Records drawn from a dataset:
-------------------------
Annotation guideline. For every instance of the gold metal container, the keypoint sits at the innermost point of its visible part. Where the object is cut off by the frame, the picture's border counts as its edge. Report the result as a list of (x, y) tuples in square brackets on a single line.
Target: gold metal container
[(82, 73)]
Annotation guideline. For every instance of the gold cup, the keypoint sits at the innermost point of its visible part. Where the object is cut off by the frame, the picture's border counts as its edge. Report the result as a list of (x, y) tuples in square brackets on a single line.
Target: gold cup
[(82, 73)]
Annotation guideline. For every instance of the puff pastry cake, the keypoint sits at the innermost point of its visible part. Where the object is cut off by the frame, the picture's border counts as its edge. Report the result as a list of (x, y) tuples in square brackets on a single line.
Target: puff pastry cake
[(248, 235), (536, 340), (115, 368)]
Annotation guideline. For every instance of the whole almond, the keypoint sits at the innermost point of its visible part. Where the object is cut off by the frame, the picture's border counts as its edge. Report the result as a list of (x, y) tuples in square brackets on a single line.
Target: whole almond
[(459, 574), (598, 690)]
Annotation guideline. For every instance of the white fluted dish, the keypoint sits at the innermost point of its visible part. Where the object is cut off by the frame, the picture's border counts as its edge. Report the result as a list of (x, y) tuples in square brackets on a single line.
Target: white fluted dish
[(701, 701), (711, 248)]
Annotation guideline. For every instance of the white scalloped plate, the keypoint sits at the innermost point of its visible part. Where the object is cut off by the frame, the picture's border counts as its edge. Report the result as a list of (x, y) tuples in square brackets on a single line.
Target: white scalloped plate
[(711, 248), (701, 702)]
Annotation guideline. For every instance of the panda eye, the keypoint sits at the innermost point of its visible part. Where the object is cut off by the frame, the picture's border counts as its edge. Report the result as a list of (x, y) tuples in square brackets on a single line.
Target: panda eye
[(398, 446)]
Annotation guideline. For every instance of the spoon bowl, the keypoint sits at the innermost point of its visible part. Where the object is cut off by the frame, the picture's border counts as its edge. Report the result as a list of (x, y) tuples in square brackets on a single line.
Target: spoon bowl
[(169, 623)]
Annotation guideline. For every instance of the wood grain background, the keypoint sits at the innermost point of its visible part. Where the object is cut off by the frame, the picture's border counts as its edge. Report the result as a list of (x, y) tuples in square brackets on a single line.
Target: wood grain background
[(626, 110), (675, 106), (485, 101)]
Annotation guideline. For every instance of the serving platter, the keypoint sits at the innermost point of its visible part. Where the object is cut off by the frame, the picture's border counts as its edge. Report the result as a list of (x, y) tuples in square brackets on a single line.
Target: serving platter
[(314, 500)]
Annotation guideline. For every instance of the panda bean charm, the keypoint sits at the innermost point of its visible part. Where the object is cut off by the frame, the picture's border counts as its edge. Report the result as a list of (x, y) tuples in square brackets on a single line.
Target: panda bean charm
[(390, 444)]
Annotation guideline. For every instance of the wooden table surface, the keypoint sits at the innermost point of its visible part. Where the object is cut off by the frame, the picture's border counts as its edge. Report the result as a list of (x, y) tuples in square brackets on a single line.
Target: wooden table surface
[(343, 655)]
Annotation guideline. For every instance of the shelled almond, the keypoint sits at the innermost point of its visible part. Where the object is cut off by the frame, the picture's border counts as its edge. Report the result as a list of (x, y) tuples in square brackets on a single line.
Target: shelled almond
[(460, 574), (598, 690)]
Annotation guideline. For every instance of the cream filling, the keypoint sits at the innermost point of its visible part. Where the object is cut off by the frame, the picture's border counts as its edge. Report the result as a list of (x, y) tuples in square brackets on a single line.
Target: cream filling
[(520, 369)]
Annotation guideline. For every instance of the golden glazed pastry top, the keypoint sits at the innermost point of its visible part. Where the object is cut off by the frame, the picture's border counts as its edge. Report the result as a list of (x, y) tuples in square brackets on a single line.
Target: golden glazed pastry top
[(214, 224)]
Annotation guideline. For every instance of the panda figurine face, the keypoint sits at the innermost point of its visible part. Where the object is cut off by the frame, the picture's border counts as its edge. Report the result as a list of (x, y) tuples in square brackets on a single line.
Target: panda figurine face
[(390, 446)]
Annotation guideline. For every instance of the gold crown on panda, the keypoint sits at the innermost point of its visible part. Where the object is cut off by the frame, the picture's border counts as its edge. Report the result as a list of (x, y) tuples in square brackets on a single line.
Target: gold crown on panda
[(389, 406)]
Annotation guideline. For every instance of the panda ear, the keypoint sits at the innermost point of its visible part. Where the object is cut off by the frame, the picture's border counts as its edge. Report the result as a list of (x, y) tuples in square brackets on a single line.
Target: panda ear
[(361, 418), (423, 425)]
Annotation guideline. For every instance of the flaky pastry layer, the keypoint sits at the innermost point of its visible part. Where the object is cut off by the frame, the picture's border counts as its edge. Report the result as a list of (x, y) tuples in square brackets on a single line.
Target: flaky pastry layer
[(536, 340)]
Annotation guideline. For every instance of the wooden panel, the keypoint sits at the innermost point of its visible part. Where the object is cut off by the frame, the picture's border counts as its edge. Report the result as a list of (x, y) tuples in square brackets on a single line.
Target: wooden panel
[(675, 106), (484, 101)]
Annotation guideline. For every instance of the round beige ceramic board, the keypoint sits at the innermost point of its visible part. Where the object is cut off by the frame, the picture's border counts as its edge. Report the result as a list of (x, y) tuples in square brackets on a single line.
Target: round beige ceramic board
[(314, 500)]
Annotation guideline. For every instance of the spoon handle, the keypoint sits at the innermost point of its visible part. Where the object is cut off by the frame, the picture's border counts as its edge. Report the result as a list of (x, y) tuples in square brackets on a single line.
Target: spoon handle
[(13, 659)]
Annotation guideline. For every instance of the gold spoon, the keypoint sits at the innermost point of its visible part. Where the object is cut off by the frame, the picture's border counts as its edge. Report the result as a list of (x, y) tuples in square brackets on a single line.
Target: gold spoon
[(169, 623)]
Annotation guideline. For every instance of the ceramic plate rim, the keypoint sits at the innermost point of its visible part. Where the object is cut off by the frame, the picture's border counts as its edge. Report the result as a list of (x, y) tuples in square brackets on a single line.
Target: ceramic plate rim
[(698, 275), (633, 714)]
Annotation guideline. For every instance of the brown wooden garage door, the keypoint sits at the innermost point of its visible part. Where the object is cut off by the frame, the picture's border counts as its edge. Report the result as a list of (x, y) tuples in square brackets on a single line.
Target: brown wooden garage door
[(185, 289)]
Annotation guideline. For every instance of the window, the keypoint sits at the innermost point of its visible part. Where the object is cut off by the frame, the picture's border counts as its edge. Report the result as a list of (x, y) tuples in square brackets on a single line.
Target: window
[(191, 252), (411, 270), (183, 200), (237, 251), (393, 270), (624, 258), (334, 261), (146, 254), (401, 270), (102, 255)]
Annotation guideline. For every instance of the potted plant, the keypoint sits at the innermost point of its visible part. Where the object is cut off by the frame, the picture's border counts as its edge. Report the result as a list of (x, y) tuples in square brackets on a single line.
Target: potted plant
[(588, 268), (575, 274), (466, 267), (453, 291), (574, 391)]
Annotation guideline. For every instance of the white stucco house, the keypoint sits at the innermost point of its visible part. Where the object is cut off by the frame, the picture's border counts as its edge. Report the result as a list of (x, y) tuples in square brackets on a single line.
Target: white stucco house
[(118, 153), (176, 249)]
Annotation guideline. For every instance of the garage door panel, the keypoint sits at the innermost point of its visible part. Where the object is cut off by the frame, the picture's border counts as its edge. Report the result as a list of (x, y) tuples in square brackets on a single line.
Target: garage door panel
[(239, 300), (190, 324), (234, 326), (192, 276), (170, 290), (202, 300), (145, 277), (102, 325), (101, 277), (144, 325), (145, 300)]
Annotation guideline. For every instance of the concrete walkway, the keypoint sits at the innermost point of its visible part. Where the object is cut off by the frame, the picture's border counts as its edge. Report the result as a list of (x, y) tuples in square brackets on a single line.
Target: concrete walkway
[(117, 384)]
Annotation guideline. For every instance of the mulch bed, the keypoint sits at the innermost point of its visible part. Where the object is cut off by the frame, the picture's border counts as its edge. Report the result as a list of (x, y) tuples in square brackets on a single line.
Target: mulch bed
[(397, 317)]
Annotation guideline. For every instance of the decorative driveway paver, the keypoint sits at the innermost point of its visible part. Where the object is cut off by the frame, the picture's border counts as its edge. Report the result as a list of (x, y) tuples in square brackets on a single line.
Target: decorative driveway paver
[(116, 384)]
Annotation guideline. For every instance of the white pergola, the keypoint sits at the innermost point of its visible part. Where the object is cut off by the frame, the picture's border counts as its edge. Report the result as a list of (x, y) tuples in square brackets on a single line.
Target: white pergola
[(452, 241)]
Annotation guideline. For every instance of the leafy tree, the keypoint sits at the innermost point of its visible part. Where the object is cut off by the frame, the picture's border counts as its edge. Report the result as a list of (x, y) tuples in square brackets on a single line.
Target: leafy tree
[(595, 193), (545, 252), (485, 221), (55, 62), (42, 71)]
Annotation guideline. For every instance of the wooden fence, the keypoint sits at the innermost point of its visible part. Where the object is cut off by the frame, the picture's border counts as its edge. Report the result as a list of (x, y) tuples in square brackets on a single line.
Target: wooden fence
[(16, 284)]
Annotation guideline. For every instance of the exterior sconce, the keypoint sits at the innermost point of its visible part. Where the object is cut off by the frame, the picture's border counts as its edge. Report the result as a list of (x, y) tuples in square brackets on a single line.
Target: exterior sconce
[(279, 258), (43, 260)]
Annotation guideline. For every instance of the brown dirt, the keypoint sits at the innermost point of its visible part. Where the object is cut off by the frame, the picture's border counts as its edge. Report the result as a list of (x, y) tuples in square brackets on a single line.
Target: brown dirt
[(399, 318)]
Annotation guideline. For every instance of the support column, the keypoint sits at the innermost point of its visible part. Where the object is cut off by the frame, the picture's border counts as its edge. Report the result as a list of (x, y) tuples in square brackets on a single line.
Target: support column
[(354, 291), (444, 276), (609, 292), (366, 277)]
-------------------------
■ **Task directions**
Start copying at the line that contains "wooden fence, the" and stop after the last line of the records, keeping every line exactly.

■ **Solved exercise**
Annotation guideline. For every instance of the wooden fence, the keypoint sits at the innermost point of its visible part. Where the object is cut off by the frame, the picture's border counts as its edge. Report the result as a list of (x, y) tuples in square brackets on a single line.
Target: wooden fence
[(16, 284)]
Annotation guideline. For every instance of the exterior sconce, the keypoint sits at the innermost point of its visible part. Where the object is cut off by the frame, the picture's border counts as its edge. Report the result as a list of (x, y) tuples in square brackets on a single line.
Target: exterior sconce
[(279, 258), (43, 260)]
Annotation guideline. For every instance of the brown dirt, the keypoint sits at the innermost point of its visible part. Where the object is cut off by the frame, the picture's border counts as its edge. Report the result as a list of (x, y) tuples in square brackets on a single line.
Target: brown dirt
[(399, 318)]
Annotation guideline. For every instance of the support column, the keypoint sits at the innermost point of its visible part. Where the object is cut off by the frame, the picture's border counts as its edge. Report the result as a list of (x, y) tuples in square brackets on a single line.
Target: support column
[(354, 291), (444, 276), (609, 292), (366, 277)]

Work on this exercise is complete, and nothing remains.